# Exercise:
Pick every line from the data below that contains the string "jacket" and copy it.

# Record set:
------------------------

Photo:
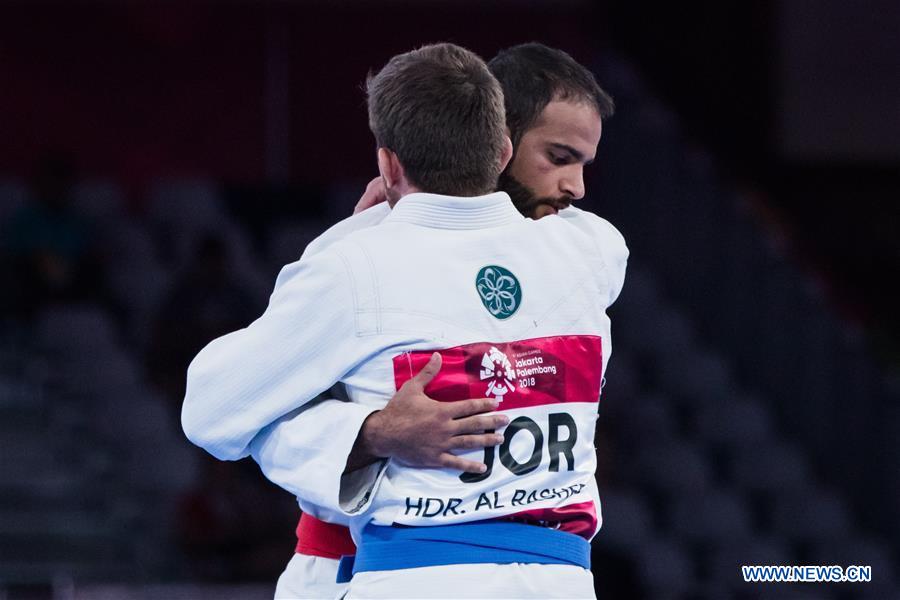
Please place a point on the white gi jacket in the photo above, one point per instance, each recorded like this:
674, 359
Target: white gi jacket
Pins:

------------------------

# Task output:
Please place a point on the white gi jacket in the photo above, one point per instance, each recorded like this:
Target: white gi jacket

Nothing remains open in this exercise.